» **Questions on the material**:
- a) From the CD comments, list the costs that the comment numbered 8 names.
- b) Based on the CD comments, decide whether each statement agrees with the text, and support each answer with quoted words. (i) The comment numbered 7 says its writer sold 1,500 copies of a CD single. (ii) The comment numbered 8 concludes that the author made a profit. (iii) The comment numbered 7 says streaming pays musicians well.
- c) Write the next part of the CD comments, picking up after their final sentence.

» **Selected excerpt**:


    Not saying it was bad to do – for an artist, just being able to ship CDs to a growing audience and not lose money is a great feeling. But a more accurate title to the post might be “How to Give Away 1000 CDs in Ten Weeks Without Actually Losing Too Much Money.”

  6. Even at a loss of revenue, the brand exposure and social spin-off have an indefinite and evergreen value …if those are important to you. And of course, some consider it’s better to have the CDs in interested hands than setting in storage for years! For me, it seems a workable idea…..we’re going to try it. But, it’s a personal choice; not everything works for or appeals to everyone.

  7. There are always skeptics out there. Personally, while this doesn’t make you rich, I believe the idea is sound and just offers another tool for musicians to add new fans, revenue to their toolbox. The music industry has been screwed up for at least 15-20 years. With no consistent system in placebo assure musicians get paid what they should for their work. The internet has provided us a lot of tools. But it has also greatly devalued our work. First large scale pirating. Then massive cd sales revenue losses. Now being paid minuscule revenue for streaming numbers. I have found the only real way to make any money is to do live shows. And events. And sell, sell, sell! CDs. Shirts. And TONS of different merch! This is another good idea to continue to bring in more brand awareness. And sales that at a minimum, pay for themselves. Also creating new fans along the way. While the world figures out how to get past the virus. And the major disruption of our other revenue stream, shows and events. I for one will be looking to add this to my toolbox of ideas I already created, to add more sales. BTW, in addition to selling back catalogue CDs (a few hundred a year of my 21 year old album), I managed to sell 1,500 copies of my CD single from two years ago! Yeah, a single in 2018-2020! I made a small profit off the project so far. And will re up on the singles. A hundred at a time. Point is, this music thing is hard work. Anyone who ever said it was easy, clearly has not been at it for long…..

  8. If you run the numbers in this article he clearly made a loss. And had to work very hard to do so. Over a grand in Facebook ads on top of steep website costs and the cost of recording the CDs in the first place….who has that kind of money to invest, and then lose?

Collected data:

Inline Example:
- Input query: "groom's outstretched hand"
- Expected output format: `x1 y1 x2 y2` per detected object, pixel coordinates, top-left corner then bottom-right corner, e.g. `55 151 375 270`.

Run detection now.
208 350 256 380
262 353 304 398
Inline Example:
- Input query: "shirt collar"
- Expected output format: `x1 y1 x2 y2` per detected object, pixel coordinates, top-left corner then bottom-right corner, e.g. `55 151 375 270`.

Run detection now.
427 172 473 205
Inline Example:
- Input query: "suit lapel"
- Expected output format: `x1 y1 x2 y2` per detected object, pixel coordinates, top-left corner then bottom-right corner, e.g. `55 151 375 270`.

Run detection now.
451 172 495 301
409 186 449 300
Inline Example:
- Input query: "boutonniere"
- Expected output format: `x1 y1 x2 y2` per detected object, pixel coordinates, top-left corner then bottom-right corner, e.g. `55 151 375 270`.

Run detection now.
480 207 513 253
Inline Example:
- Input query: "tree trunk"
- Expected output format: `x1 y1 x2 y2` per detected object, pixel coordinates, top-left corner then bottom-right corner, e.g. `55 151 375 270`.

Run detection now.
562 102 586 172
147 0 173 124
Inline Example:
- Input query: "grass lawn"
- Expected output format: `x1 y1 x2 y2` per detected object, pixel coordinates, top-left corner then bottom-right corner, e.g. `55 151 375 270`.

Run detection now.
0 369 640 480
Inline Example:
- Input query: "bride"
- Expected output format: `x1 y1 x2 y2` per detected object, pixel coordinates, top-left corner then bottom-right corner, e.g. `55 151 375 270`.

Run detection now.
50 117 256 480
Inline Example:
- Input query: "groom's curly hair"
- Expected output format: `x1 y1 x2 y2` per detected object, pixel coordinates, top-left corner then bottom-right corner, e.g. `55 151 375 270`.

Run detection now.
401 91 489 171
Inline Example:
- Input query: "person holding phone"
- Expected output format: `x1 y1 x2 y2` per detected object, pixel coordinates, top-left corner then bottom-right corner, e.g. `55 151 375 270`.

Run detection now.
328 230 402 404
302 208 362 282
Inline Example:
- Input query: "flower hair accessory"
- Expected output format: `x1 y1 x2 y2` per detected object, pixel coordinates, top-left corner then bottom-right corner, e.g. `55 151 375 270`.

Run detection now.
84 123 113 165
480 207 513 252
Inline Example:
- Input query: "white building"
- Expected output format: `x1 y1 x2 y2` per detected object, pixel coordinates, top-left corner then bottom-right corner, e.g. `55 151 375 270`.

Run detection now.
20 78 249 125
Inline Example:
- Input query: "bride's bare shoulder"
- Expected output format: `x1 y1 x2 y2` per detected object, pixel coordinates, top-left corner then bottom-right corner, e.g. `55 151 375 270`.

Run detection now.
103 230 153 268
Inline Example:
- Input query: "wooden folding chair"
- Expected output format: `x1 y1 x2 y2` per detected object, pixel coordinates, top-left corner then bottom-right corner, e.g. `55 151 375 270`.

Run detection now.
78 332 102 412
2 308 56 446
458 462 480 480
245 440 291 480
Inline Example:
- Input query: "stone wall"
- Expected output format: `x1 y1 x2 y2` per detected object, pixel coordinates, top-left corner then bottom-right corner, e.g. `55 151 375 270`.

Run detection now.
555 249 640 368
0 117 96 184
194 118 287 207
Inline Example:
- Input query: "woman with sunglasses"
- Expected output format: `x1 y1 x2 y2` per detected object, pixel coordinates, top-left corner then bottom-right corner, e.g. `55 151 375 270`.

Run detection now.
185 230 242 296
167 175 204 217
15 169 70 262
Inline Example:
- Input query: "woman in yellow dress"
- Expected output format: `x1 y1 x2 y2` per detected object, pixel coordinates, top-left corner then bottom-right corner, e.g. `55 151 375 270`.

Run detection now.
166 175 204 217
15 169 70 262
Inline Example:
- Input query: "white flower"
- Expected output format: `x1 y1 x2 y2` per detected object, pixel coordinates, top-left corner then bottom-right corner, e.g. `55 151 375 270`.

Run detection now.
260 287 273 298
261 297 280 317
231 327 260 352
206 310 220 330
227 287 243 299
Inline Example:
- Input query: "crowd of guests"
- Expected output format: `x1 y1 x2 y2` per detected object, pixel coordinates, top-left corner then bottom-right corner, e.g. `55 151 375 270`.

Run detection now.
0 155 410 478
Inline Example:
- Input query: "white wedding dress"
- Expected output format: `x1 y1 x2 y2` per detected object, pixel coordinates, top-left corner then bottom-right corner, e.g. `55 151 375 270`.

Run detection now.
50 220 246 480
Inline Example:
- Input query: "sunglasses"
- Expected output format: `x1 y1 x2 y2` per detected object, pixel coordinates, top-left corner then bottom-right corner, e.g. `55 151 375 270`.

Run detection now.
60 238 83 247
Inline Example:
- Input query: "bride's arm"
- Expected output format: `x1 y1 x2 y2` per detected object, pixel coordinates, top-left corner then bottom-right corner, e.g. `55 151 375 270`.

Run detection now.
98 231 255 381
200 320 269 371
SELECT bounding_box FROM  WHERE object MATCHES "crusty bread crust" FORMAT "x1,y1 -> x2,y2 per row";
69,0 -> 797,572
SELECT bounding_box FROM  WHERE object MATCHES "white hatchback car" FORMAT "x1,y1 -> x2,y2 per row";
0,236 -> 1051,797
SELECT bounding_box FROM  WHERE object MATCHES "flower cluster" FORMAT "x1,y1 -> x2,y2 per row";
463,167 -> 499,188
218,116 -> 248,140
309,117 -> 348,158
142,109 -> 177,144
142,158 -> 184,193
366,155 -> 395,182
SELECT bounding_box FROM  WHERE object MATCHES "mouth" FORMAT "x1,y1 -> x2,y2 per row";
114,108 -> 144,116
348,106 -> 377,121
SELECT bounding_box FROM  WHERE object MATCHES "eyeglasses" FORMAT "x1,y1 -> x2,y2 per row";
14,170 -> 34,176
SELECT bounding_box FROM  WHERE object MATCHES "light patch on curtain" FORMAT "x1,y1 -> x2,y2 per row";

» **Answers to this exercise**:
- a)
- Over a grand in Facebook ads
- Steep website costs
- The cost of recording the CDs in the first place

- b)
(i) Yes: "I managed to sell 1,500 copies of my CD single from two years ago!"
(ii) No: "If you run the numbers in this article he clearly made a loss."
(iii) No: "Now being paid minuscule revenue for streaming numbers."

- c)
  9. Did I miss something? The title said 1000 CD’s sold in 10 weeks, but the breakdown shows under 600 sold…?

      1. Maybe this helps with marketing.
        however media mail is $2.80 an item
        so he forgets to mention that.

        Also if Nielsen Soundscan means anything to you. I am not sure that this equates into the $3.49 minimum required for a CD sale 5o qualify.

        However as a MARKETING tool this is a pretty good way to go.

  10. This is sad. Of course its a sale. However, what does matter is profit or lack of it, compared to the effort exerted. I never thought I would see the day when musicians had to resort to scammy internet marketing tactics. Doing what you are doing is completely devaluing your work. This isn’t an Ebook or a set of ginsu knives. It’s original and exclusive. Buyers will value that, if you allow them to. BTW, personally I think the free book/CD whatever…you just pay the shipping is misleading at best and scammy at worst.

    1. I’ve been allowing people to value my work for years now, yet these CDs continued to gather dust in my garage. As you’ll see in the follow-up, I made $3249 over the course of three months, and sold 1500 CDs.

      Since then I’ve sold a bunch of t-shirts and made quite a few patrons of that same audience.

      But hey, if it’s not for you, it’s not for you.

  11. Hey, that sounds great, but how do you manage to reach 1000 buying customers (including 500 “new” ones) in 10 weeks?
    You don’t explain that… it sounds too good to be true.